| Required work |
1) Transcribe the passage of the aluminum chloride problem starting with "2Al(s)+3Cl2(g)→2AlCl3(s)" and going on through "3Cl2(g) -----> 2AlCl3(s)".
2) Express the lines of the listing as a JSON list of strings, one string per line and blank lines left out, starting with the line with "the green zucchini" and going on through the last line of the listing.

| Source text |
Aluminum reacts with chlorine gas to form aluminum chloride via the following reaction:

2Al(s)+3Cl2(g)→2AlCl3(s)

What is the maximum mass of aluminum chloride that can be formed when reacting 26.0 g of aluminum with 31.0 g of chlorine?

Express your answer to three significant figures and include the appropriate units.

Solutions

Expert Solution

Answer – We are given, mass of Al = 26.0 g , mass of Cl2 = 31.0 g

Reaction - 2Al(s) + 3Cl2(g) -----> 2AlCl3(s)

Calculation of moles of Al and Cl2-

We know,

Moles = given mass / molar mass

Moles of Al = 26.0 g / 26.982 g.mol-1

                     = 0.964 moles

Moles of Cl2 = 31.0 g / 70.906 g.mol-1

                     = 0.437 moles

Calculation of limiting reactant –

Moles of AlCl3 from Al

From the balanced reaction –

2 moles of Al = 2 moles of AlCl3

So, 0.964 moles of Al = ?

| Entries shown |
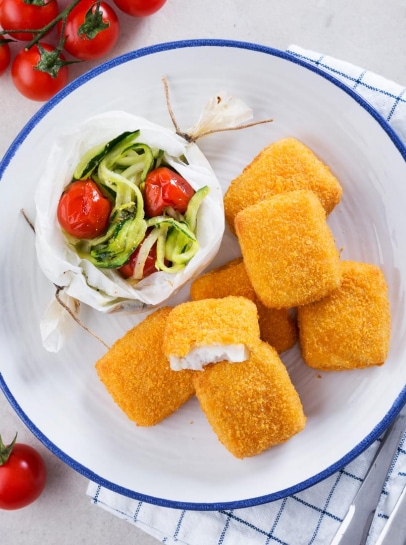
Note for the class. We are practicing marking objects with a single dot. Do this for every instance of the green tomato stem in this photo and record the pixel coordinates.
(63, 15)
(6, 451)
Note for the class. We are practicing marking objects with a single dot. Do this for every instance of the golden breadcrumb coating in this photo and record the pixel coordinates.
(350, 328)
(285, 165)
(252, 405)
(137, 374)
(288, 249)
(277, 327)
(231, 320)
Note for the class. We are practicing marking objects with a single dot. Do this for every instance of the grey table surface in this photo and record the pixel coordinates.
(369, 34)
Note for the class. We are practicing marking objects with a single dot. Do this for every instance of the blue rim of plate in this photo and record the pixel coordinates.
(42, 112)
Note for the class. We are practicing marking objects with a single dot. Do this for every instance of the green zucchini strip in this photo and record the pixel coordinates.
(143, 254)
(124, 234)
(92, 158)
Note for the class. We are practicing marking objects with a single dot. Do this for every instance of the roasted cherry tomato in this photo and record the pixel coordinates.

| Problem solutions |
1)
2Al(s)+3Cl2(g)→2AlCl3(s)

What is the maximum mass of aluminum chloride that can be formed when reacting 26.0 g of aluminum with 31.0 g of chlorine?

Express your answer to three significant figures and include the appropriate units.

Solutions

Expert Solution

Answer – We are given, mass of Al = 26.0 g , mass of Cl2 = 31.0 g

Reaction - 2Al(s) + 3Cl2(g) -----> 2AlCl3(s)

2)
[
  "Note for the class. We are practicing marking objects with a single dot. Do this for every instance of the green zucchini strip in this photo and record the pixel coordinates.",
  "(143, 254)",
  "(124, 234)",
  "(92, 158)",
  "Note for the class. We are practicing marking objects with a single dot. Do this for every instance of the roasted cherry tomato in this photo and record the pixel coordinates."
]